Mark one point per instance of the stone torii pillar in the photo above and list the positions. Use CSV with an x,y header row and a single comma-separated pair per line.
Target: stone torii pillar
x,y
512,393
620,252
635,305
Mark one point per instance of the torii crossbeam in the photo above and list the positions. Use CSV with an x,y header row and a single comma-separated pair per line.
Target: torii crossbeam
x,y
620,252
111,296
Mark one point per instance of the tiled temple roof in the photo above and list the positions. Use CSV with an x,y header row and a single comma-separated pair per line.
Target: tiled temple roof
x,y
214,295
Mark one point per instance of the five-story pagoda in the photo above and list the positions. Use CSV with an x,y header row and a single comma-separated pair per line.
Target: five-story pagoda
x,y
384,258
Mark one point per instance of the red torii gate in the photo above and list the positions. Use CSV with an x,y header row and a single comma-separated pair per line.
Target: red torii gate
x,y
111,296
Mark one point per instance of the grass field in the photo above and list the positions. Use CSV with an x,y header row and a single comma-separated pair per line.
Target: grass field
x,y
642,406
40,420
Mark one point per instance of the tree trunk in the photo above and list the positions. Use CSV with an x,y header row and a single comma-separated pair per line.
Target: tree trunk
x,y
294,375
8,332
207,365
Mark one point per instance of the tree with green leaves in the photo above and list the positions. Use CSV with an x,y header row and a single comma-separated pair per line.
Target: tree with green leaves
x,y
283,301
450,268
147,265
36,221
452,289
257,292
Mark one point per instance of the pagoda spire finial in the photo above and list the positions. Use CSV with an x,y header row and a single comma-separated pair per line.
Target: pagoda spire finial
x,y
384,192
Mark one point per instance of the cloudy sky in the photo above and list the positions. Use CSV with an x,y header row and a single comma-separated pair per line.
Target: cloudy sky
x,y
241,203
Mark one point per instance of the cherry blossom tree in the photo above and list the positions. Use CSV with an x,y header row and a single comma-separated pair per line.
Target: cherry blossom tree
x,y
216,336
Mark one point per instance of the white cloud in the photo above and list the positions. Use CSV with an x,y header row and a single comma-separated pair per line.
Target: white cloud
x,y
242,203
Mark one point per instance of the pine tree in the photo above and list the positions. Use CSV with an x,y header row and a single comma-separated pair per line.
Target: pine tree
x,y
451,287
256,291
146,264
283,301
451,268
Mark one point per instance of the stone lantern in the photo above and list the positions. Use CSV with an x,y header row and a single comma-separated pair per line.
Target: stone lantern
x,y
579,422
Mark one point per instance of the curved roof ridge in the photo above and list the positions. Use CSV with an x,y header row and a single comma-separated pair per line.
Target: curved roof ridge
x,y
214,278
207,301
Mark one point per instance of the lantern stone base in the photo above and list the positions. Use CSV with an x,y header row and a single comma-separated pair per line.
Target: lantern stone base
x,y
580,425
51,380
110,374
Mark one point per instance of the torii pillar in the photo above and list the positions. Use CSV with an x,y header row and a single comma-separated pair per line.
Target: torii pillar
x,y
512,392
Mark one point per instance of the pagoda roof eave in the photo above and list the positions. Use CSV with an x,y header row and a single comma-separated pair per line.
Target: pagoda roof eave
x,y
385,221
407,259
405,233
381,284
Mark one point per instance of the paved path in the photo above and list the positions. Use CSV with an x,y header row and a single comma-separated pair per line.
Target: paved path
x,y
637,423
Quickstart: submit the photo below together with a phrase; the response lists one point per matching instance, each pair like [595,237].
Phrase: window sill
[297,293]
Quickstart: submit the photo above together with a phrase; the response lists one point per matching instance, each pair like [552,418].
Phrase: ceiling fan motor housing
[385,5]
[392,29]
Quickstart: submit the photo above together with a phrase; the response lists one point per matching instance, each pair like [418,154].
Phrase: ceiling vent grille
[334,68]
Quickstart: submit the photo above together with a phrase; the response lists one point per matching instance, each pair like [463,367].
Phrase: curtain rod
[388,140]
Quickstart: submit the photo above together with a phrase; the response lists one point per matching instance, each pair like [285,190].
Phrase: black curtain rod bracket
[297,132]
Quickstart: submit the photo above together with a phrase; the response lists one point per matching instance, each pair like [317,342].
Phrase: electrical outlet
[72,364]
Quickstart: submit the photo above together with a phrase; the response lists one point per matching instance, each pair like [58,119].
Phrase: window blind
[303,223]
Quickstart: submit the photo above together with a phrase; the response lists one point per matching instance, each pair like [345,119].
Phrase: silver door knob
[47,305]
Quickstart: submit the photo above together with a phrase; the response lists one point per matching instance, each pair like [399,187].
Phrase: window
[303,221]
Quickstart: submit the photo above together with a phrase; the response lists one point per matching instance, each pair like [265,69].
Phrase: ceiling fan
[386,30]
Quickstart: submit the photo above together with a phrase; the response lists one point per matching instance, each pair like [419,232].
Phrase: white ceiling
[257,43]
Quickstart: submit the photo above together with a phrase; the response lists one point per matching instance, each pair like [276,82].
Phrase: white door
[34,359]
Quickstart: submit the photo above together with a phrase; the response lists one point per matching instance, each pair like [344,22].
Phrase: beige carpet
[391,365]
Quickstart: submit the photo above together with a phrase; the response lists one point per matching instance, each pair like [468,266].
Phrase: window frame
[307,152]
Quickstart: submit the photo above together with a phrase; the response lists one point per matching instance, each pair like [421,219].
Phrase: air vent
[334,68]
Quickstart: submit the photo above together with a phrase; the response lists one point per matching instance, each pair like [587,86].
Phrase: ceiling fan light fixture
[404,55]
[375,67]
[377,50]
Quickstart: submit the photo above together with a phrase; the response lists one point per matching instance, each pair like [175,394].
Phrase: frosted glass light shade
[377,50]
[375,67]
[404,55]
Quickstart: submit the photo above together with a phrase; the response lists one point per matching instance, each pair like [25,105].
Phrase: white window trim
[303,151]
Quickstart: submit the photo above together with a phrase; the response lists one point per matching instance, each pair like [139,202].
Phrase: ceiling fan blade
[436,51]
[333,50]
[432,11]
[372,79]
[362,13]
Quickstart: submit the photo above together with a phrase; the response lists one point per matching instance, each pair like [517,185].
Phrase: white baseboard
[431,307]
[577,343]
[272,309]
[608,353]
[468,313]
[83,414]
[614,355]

> _Exercise brief_:
Repeat only the stretch of lines that opens with the line containing "pair like [468,266]." and closes with the final line of the entries, both included, exactly as written.

> _Problem solution_:
Quickstart: submit the photo above together with a phrase; the response lists one point per matching instance, each pair like [468,266].
Phrase: window frame
[307,152]
Quickstart: submit the photo above together with a phrase; the response lists one point per matching instance, each pair like [421,219].
Phrase: air vent
[334,68]
Quickstart: submit the photo above together with a phrase; the response lists one point per matching instance, each pair like [587,86].
Phrase: ceiling fan light fixture
[404,55]
[375,67]
[377,50]
Quickstart: submit the photo above together with a phrase; the response lists one point per matching instance, each pair like [175,394].
Phrase: frosted glass light shade
[377,50]
[375,67]
[404,55]
Quickstart: submit the photo above together with a phrase; the response lists one point per matching instance, each pair like [25,105].
Phrase: white window trim
[303,151]
Quickstart: submit the photo above together with a phrase; the response lists one point per matching instance, each pair like [139,202].
Phrase: ceiling fan blade
[436,51]
[333,50]
[432,11]
[372,79]
[362,13]
Quickstart: submit the photo above together with a phrase; the response lists one point per matching instance, each pair like [517,185].
Phrase: white baseboard
[431,307]
[577,343]
[272,309]
[608,353]
[468,313]
[83,414]
[614,355]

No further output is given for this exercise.